===== Text segment =====

McMaster was being questioned about Dover’s “Orwellian” client protection policy, which was actually about protecting Dover Financial by cutting adrift any advisers who failed to research products properly, when he collapsed at the royal commission. But he’d also come under fire for threatening complainants with defamation suits and Dover’s willingness to take on financial advisers who had previously engaged in misconduct with other licensees.
On that score, the matters before the royal commission were hardly new. Back in 2009, McMaster defended hiring planners involved with the Storm Financial collapse. “As long as they don’t breach the Corporations Law, they can stay reps. That’s the way our model works,” McMaster declared about planners who were later banned even by the watchpoodle ASIC. It came as no surprise that years later, Dover happily employed one Adam Palmer, who had left AMP after being audited and found, not for the first time, to have provided poor or conflicted advice.

===== Excerpted records =====

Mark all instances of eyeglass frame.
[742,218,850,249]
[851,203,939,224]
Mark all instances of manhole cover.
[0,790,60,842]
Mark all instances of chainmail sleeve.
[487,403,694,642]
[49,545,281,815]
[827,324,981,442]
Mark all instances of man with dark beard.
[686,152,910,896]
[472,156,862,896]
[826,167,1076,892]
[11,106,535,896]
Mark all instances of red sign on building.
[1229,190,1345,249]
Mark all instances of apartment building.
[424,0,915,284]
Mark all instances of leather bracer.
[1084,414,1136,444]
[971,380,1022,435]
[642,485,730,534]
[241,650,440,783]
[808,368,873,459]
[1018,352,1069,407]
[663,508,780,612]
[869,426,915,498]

=====
===== Excerpted records =====

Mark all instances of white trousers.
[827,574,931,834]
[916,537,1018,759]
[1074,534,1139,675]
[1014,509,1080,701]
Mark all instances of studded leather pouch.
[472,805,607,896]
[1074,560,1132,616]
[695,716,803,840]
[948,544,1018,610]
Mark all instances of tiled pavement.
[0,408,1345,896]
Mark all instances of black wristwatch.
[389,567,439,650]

=====

§ Task instructions
a: Summarize the passage about McMaster and Dover Financial in two sentences.
b: Rewrite the passage about McMaster and Dover Financial starting at "McMaster was being" and ending at "with other licensees.", switching "defamation suits" to "legal action".

§ Results for each task
a: McMaster collapsed at the royal commission while being questioned about Dover's client protection policy, which protected Dover Financial by cutting adrift advisers who failed to research products properly. He had also come under fire for threatening complainants with defamation suits and for Dover's willingness to take on advisers with past misconduct, issues that were not new given his 2009 defense of hiring planners involved with the Storm Financial collapse and Dover's later employment of Adam Palmer, who had left AMP after being found to have provided poor or conflicted advice.

b:
McMaster was being questioned about Dover’s “Orwellian” client protection policy, which was actually about protecting Dover Financial by cutting adrift any advisers who failed to research products properly, when he collapsed at the royal commission. But he’d also come under fire for threatening complainants with legal action and Dover’s willingness to take on financial advisers who had previously engaged in misconduct with other licensees.